◆ Work request
Leave every picture out and write out the records below exactly.

◆ Data for review
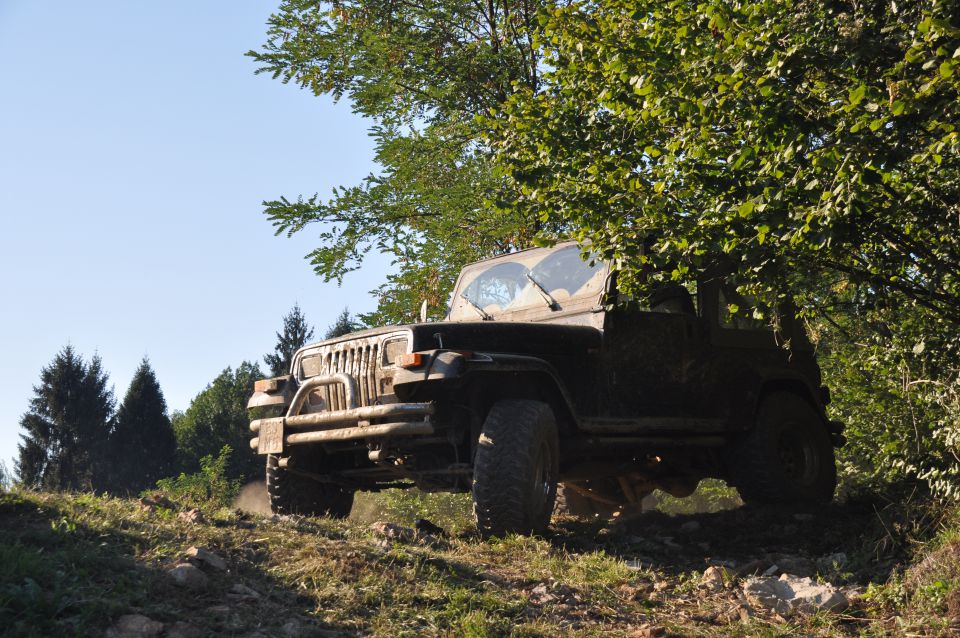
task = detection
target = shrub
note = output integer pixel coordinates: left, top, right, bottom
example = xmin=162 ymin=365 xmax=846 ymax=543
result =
xmin=152 ymin=445 xmax=240 ymax=510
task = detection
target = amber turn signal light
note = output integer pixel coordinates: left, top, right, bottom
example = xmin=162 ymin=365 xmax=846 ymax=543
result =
xmin=254 ymin=379 xmax=280 ymax=393
xmin=397 ymin=353 xmax=424 ymax=368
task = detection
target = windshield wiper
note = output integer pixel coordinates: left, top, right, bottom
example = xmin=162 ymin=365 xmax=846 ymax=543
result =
xmin=525 ymin=273 xmax=560 ymax=310
xmin=460 ymin=293 xmax=494 ymax=320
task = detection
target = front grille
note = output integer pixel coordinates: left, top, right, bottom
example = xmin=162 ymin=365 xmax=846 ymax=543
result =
xmin=298 ymin=333 xmax=407 ymax=411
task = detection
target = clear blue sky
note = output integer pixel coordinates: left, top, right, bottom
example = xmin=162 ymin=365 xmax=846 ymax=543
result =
xmin=0 ymin=2 xmax=393 ymax=471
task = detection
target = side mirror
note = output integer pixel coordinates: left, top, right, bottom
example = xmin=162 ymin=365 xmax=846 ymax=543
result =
xmin=419 ymin=300 xmax=428 ymax=323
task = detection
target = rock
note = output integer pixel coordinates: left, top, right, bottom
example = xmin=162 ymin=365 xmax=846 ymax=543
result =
xmin=185 ymin=546 xmax=227 ymax=571
xmin=177 ymin=509 xmax=205 ymax=525
xmin=680 ymin=520 xmax=701 ymax=534
xmin=529 ymin=583 xmax=554 ymax=604
xmin=280 ymin=620 xmax=304 ymax=637
xmin=167 ymin=563 xmax=209 ymax=589
xmin=735 ymin=559 xmax=773 ymax=577
xmin=743 ymin=574 xmax=849 ymax=616
xmin=104 ymin=614 xmax=164 ymax=638
xmin=701 ymin=565 xmax=733 ymax=591
xmin=165 ymin=621 xmax=203 ymax=638
xmin=369 ymin=521 xmax=416 ymax=543
xmin=629 ymin=624 xmax=666 ymax=638
xmin=138 ymin=494 xmax=176 ymax=512
xmin=414 ymin=518 xmax=447 ymax=537
xmin=205 ymin=604 xmax=231 ymax=615
xmin=772 ymin=555 xmax=817 ymax=577
xmin=227 ymin=583 xmax=261 ymax=600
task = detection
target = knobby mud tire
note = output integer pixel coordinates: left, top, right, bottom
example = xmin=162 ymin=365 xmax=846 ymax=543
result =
xmin=265 ymin=454 xmax=354 ymax=518
xmin=730 ymin=391 xmax=837 ymax=505
xmin=473 ymin=400 xmax=559 ymax=538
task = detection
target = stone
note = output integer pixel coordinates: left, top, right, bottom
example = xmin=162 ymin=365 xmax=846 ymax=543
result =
xmin=414 ymin=518 xmax=447 ymax=537
xmin=369 ymin=521 xmax=416 ymax=543
xmin=104 ymin=614 xmax=164 ymax=638
xmin=167 ymin=563 xmax=209 ymax=589
xmin=228 ymin=583 xmax=262 ymax=600
xmin=529 ymin=583 xmax=555 ymax=604
xmin=701 ymin=565 xmax=733 ymax=591
xmin=679 ymin=520 xmax=701 ymax=533
xmin=743 ymin=574 xmax=849 ymax=616
xmin=185 ymin=546 xmax=227 ymax=571
xmin=773 ymin=555 xmax=817 ymax=577
xmin=138 ymin=494 xmax=176 ymax=512
xmin=177 ymin=508 xmax=205 ymax=524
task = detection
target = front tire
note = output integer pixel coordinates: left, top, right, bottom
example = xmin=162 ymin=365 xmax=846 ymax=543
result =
xmin=266 ymin=453 xmax=355 ymax=518
xmin=729 ymin=391 xmax=836 ymax=504
xmin=473 ymin=400 xmax=559 ymax=538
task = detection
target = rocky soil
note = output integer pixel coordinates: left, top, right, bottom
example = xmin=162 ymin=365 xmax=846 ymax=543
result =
xmin=1 ymin=489 xmax=955 ymax=637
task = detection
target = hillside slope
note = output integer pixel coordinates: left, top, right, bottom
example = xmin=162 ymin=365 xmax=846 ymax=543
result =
xmin=0 ymin=490 xmax=956 ymax=637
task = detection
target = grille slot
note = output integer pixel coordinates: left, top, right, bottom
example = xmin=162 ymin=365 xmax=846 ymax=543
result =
xmin=301 ymin=340 xmax=387 ymax=410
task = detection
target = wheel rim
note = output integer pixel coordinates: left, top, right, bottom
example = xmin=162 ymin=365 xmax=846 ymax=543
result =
xmin=777 ymin=425 xmax=819 ymax=485
xmin=530 ymin=440 xmax=554 ymax=514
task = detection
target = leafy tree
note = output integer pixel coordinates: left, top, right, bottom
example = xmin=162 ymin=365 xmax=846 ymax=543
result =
xmin=490 ymin=0 xmax=960 ymax=496
xmin=107 ymin=358 xmax=176 ymax=495
xmin=325 ymin=307 xmax=358 ymax=339
xmin=492 ymin=0 xmax=960 ymax=320
xmin=264 ymin=303 xmax=315 ymax=376
xmin=249 ymin=0 xmax=559 ymax=323
xmin=172 ymin=362 xmax=263 ymax=483
xmin=16 ymin=346 xmax=114 ymax=491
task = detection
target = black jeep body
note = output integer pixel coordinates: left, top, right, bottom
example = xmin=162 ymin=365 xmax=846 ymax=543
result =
xmin=249 ymin=242 xmax=842 ymax=536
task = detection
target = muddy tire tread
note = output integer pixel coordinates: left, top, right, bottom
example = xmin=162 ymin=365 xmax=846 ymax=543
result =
xmin=473 ymin=400 xmax=558 ymax=538
xmin=266 ymin=454 xmax=354 ymax=518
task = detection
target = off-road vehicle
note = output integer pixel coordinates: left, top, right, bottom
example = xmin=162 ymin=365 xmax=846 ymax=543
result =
xmin=248 ymin=242 xmax=843 ymax=536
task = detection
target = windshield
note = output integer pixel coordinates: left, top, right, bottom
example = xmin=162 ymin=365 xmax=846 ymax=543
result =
xmin=449 ymin=244 xmax=607 ymax=321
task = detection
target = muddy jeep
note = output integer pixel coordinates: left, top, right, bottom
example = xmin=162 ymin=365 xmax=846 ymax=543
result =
xmin=248 ymin=242 xmax=843 ymax=536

◆ Finished task
task = detection
target = shrub
note = output integer pixel coordinates: left, top, right, bottom
example = xmin=162 ymin=365 xmax=846 ymax=543
result =
xmin=152 ymin=445 xmax=240 ymax=510
task = detection
target = amber turn signal light
note = output integer pixel coordinates: left, top, right, bottom
example = xmin=162 ymin=365 xmax=846 ymax=543
result =
xmin=254 ymin=379 xmax=280 ymax=393
xmin=397 ymin=353 xmax=424 ymax=368
task = detection
target = windshield wiper
note = output integer pixel coordinates: left, top, right, bottom
example = xmin=162 ymin=365 xmax=846 ymax=543
result =
xmin=525 ymin=273 xmax=560 ymax=310
xmin=460 ymin=293 xmax=494 ymax=320
task = detection
target = front grille
note = output integer pixel coordinates: left, top, right, bottom
example = xmin=162 ymin=365 xmax=846 ymax=543
result =
xmin=298 ymin=333 xmax=407 ymax=411
task = detection
target = clear blue sky
note = output integer pixel coordinates: left, top, right, bottom
example = xmin=162 ymin=365 xmax=846 ymax=543
result =
xmin=0 ymin=2 xmax=393 ymax=471
task = detection
target = side mirror
note = output integer pixel coordinates: left, top, right, bottom
example = xmin=162 ymin=365 xmax=846 ymax=543
result =
xmin=419 ymin=300 xmax=428 ymax=323
task = detection
target = rock
note = output integer pixel coordinates: left, top, right, bottom
example = xmin=162 ymin=365 xmax=846 ymax=543
result =
xmin=185 ymin=546 xmax=227 ymax=571
xmin=177 ymin=509 xmax=205 ymax=525
xmin=680 ymin=520 xmax=701 ymax=534
xmin=529 ymin=583 xmax=554 ymax=604
xmin=280 ymin=620 xmax=304 ymax=637
xmin=167 ymin=563 xmax=209 ymax=589
xmin=735 ymin=559 xmax=773 ymax=577
xmin=743 ymin=574 xmax=849 ymax=616
xmin=104 ymin=614 xmax=164 ymax=638
xmin=701 ymin=565 xmax=733 ymax=591
xmin=165 ymin=621 xmax=203 ymax=638
xmin=369 ymin=521 xmax=416 ymax=543
xmin=629 ymin=624 xmax=666 ymax=638
xmin=138 ymin=494 xmax=176 ymax=512
xmin=414 ymin=518 xmax=447 ymax=537
xmin=205 ymin=604 xmax=231 ymax=615
xmin=772 ymin=555 xmax=817 ymax=577
xmin=227 ymin=583 xmax=261 ymax=600
task = detection
target = knobby mud tire
note = output integer pixel coordinates: left, top, right, bottom
example = xmin=162 ymin=365 xmax=846 ymax=543
result =
xmin=265 ymin=454 xmax=354 ymax=518
xmin=730 ymin=391 xmax=837 ymax=505
xmin=473 ymin=400 xmax=559 ymax=538
task = detection
target = stone
note = output integer pixel coordinates: left, top, right, bottom
example = xmin=162 ymin=365 xmax=846 ymax=543
result =
xmin=414 ymin=518 xmax=447 ymax=537
xmin=369 ymin=521 xmax=416 ymax=543
xmin=104 ymin=614 xmax=164 ymax=638
xmin=167 ymin=563 xmax=209 ymax=589
xmin=228 ymin=583 xmax=262 ymax=600
xmin=529 ymin=583 xmax=555 ymax=604
xmin=701 ymin=565 xmax=733 ymax=591
xmin=679 ymin=520 xmax=701 ymax=533
xmin=743 ymin=574 xmax=849 ymax=616
xmin=185 ymin=546 xmax=227 ymax=571
xmin=773 ymin=555 xmax=817 ymax=577
xmin=138 ymin=494 xmax=176 ymax=512
xmin=177 ymin=508 xmax=205 ymax=524
task = detection
target = front tire
note = output integer pixel coordinates: left, top, right, bottom
example = xmin=162 ymin=365 xmax=846 ymax=543
result =
xmin=266 ymin=453 xmax=355 ymax=518
xmin=729 ymin=391 xmax=836 ymax=504
xmin=473 ymin=400 xmax=559 ymax=538
task = detection
target = rocky soil
note = output integer pixel coordinates: left, top, right, bottom
example = xmin=162 ymin=365 xmax=846 ymax=543
result =
xmin=1 ymin=489 xmax=955 ymax=637
task = detection
target = hillside slope
note = output integer pixel coordinates: left, top, right, bottom
example = xmin=162 ymin=365 xmax=846 ymax=543
result =
xmin=0 ymin=490 xmax=956 ymax=637
task = detection
target = grille slot
note = output integer pixel coordinates: left, top, right, bottom
example = xmin=162 ymin=365 xmax=846 ymax=543
result =
xmin=301 ymin=340 xmax=387 ymax=410
task = detection
target = wheel rim
note = output integer pixel coordinates: left, top, right, bottom
example = xmin=162 ymin=365 xmax=846 ymax=543
result =
xmin=777 ymin=425 xmax=819 ymax=485
xmin=530 ymin=440 xmax=554 ymax=514
task = detection
target = leafy tree
note = output integer pixel coordinates: left, top, right, bottom
example = xmin=162 ymin=365 xmax=846 ymax=543
result =
xmin=490 ymin=0 xmax=960 ymax=496
xmin=107 ymin=358 xmax=176 ymax=495
xmin=325 ymin=307 xmax=358 ymax=339
xmin=492 ymin=0 xmax=960 ymax=320
xmin=264 ymin=303 xmax=315 ymax=376
xmin=249 ymin=0 xmax=559 ymax=323
xmin=172 ymin=362 xmax=263 ymax=483
xmin=16 ymin=346 xmax=114 ymax=491
task = detection
target = black jeep body
note = output integer pixel coordinates: left, top, right, bottom
example = xmin=162 ymin=365 xmax=846 ymax=543
result =
xmin=249 ymin=242 xmax=842 ymax=536
task = detection
target = muddy tire tread
note = output integer pixel coordinates: left, top, right, bottom
example = xmin=162 ymin=365 xmax=846 ymax=543
result =
xmin=473 ymin=400 xmax=558 ymax=538
xmin=266 ymin=454 xmax=354 ymax=518
task = detection
target = off-road vehicle
note = output integer pixel coordinates: left, top, right, bottom
example = xmin=162 ymin=365 xmax=846 ymax=543
result =
xmin=248 ymin=242 xmax=843 ymax=536
task = detection
target = windshield
note = output integer pixel coordinates: left, top, right, bottom
example = xmin=162 ymin=365 xmax=846 ymax=543
result =
xmin=449 ymin=244 xmax=607 ymax=321
task = detection
target = muddy jeep
note = output integer pixel coordinates: left, top, right, bottom
example = xmin=162 ymin=365 xmax=846 ymax=543
result =
xmin=248 ymin=242 xmax=843 ymax=536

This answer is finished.